Sarah Huckabee Sanders, in G.O.P. response, criticizes Biden agenda as ‘woke fantasies.’

Gov. Sarah Huckabee Sanders of Arkansas delivered a scorching admonition of President Biden’s State of the Union address on Tuesday, casting him as the head of a failed administration hijacked by a “radical left” agenda that has delivered high gasoline prices and empty grocery shelves while teaching children to “hate one another on account of their race.”

“The Biden administration seems more interested in woke fantasies than the hard reality Americans face every day,” Ms. Sanders said. “Most Americans simply want to live their lives in freedom and peace, but we are under attack in a left-wing culture war we didn’t start and never wanted to fight.”

Ms. Sanders, who rose to national prominence as press secretary in the Trump White House, was elected to her first public office in November and sworn in just 28 days ago.

She was picked to deliver the Republican response by the House speaker, Kevin McCarthy, and the Senate minority leader, Mitch McConnell, both of whom described her as an avatar for the future of the Republican Party.
····················
→ To be done:
1 – In the article on Sarah Huckabee Sanders's response, how many days before the speech had she been sworn in?
2 – Please render the lines of the records from the first line through the one containing "rule: each instance of the person's", inclusive, as a JSON list of strings with one string per line and blank lines omitted.

→ Region annotation records:
····················
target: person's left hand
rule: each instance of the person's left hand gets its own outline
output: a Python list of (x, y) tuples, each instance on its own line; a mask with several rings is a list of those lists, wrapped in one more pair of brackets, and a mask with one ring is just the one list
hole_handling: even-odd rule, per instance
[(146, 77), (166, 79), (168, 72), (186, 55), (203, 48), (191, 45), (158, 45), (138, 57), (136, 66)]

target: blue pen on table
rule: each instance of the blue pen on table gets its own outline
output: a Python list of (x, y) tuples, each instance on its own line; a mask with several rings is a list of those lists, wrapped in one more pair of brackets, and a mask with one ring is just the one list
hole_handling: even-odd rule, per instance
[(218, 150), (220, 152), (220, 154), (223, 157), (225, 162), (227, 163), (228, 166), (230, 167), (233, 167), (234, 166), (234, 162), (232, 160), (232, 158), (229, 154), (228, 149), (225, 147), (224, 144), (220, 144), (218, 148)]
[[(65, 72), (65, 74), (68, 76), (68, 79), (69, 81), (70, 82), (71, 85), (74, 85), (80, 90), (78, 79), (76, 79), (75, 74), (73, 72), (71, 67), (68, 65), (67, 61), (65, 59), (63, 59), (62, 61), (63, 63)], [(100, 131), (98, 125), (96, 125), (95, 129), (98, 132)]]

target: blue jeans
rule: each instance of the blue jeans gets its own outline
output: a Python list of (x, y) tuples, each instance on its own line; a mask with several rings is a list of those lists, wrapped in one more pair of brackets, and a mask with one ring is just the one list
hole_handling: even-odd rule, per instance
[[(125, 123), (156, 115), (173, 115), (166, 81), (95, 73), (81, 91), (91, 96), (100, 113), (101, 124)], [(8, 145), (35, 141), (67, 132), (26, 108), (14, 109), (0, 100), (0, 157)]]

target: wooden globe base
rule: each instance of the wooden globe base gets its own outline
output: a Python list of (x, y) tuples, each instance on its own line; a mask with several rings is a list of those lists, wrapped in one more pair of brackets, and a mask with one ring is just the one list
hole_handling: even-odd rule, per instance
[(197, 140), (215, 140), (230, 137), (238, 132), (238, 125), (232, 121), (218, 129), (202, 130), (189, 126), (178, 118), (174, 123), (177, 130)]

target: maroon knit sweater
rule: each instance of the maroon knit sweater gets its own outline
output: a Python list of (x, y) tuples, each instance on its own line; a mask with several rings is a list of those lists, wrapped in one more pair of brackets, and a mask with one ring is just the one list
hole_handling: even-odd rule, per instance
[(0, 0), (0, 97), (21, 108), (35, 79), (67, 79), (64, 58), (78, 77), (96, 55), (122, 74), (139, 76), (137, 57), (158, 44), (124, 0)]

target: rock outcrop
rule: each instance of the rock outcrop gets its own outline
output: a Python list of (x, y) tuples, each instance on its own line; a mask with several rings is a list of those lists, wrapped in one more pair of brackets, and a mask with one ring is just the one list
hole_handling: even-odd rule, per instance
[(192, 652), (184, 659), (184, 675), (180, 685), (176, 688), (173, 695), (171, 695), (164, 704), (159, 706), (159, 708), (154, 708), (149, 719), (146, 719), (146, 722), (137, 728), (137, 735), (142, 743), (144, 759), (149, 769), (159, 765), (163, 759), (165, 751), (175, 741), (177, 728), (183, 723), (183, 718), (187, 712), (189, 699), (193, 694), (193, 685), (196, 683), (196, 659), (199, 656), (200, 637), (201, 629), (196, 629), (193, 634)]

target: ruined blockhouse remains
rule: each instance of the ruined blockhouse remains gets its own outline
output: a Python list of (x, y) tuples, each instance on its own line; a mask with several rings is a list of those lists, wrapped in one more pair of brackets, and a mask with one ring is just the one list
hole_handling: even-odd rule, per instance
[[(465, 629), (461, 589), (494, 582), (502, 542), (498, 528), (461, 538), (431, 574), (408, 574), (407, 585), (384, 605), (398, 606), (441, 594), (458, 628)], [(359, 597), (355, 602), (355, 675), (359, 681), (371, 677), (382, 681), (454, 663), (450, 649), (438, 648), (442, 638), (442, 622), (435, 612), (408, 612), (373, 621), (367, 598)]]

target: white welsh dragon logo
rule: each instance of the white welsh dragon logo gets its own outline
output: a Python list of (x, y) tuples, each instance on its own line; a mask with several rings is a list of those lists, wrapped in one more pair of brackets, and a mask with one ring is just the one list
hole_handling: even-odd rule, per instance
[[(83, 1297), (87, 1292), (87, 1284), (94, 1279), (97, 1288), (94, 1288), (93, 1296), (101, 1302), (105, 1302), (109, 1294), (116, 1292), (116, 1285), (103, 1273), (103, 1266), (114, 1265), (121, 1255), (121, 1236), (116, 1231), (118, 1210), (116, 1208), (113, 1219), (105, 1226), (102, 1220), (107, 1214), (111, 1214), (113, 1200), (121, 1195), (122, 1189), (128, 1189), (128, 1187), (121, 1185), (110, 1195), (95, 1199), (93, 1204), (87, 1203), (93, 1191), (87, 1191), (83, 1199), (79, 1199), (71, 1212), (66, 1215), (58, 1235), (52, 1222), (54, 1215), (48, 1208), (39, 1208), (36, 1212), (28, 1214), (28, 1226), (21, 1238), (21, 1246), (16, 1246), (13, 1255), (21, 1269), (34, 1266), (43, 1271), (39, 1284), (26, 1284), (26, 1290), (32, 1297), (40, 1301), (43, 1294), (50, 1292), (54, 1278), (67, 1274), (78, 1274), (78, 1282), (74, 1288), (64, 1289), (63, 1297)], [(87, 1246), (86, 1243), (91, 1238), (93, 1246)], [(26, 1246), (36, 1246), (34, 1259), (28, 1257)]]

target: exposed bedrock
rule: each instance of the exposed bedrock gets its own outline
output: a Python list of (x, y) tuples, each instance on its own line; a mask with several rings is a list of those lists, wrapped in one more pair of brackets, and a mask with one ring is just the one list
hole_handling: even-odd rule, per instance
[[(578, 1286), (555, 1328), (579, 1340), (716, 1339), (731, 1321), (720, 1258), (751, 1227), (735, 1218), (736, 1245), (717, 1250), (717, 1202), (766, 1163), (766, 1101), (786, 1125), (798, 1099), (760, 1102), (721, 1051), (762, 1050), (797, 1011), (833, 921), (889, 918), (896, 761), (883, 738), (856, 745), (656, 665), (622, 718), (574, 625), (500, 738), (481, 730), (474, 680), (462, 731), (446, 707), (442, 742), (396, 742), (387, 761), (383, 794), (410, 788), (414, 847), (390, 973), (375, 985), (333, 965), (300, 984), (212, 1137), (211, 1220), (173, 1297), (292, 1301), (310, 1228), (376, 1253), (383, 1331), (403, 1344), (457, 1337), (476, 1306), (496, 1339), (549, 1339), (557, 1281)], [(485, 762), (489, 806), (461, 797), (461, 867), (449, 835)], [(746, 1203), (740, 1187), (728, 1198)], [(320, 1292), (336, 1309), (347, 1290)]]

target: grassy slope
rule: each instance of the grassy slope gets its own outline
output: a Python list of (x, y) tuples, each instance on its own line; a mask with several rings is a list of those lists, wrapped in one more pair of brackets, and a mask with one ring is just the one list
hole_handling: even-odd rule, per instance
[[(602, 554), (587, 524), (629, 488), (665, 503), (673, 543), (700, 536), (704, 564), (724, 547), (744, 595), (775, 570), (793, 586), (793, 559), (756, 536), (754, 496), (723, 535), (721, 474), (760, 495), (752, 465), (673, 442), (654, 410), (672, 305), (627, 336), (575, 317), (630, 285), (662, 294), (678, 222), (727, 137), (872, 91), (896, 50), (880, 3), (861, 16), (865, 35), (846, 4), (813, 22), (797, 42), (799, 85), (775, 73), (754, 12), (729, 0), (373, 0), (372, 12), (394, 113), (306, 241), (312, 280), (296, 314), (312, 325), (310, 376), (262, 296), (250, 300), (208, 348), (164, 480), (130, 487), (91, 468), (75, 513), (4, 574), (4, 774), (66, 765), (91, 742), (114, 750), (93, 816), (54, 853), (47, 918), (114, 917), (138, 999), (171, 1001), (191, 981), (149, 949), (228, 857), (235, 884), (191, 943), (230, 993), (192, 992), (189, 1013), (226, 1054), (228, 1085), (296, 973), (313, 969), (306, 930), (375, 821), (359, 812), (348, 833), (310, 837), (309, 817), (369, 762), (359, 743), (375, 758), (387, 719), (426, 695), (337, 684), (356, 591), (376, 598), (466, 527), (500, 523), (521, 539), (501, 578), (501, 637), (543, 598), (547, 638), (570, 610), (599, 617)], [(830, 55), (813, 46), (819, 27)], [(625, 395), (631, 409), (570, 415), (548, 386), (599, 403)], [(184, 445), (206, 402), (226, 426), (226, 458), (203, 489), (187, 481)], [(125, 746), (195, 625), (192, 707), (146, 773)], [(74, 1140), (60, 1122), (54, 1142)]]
····················
→ Answers:
1 – 28 days

2 –
[
  "target: person's left hand",
  "rule: each instance of the person's left hand gets its own outline"
]